• **Exercise instructions**
Convert every line of the records below into a Markdown table with the columns "Row" and "Line", numbering the rows and omitting blank lines. Leave the pictures out of the table.

• **Extracted records**
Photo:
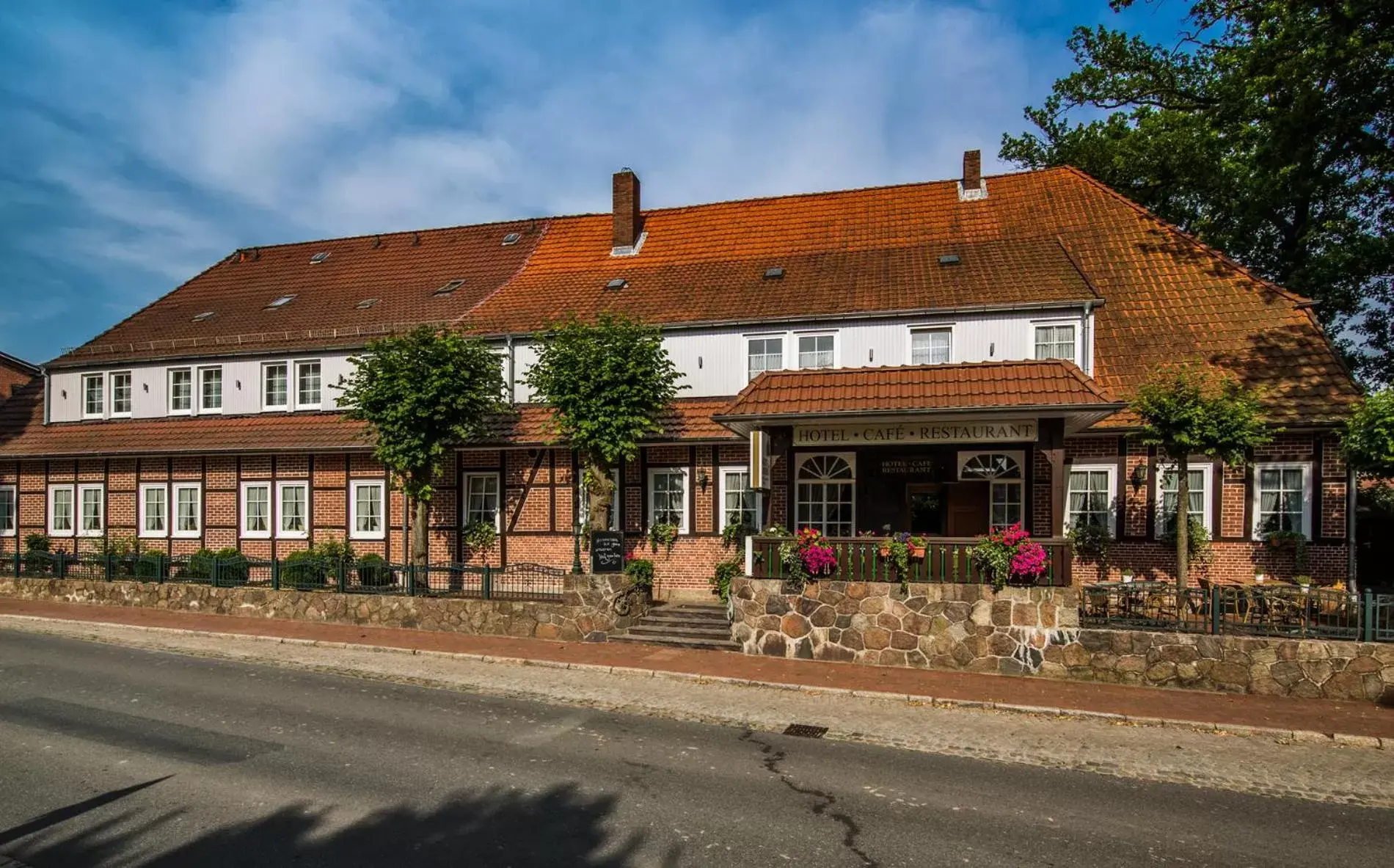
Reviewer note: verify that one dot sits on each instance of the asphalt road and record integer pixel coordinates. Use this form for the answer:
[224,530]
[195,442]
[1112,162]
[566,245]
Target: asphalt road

• **Solution to the exercise**
| Row | Line |
|---|---|
| 1 | Photo: |
| 2 | Reviewer note: verify that one dot sits on each instance of the asphalt road and record integer pixel coordinates. Use this form for the answer: |
| 3 | [224,530] |
| 4 | [195,442] |
| 5 | [1112,162] |
| 6 | [566,245] |
| 7 | Target: asphalt road |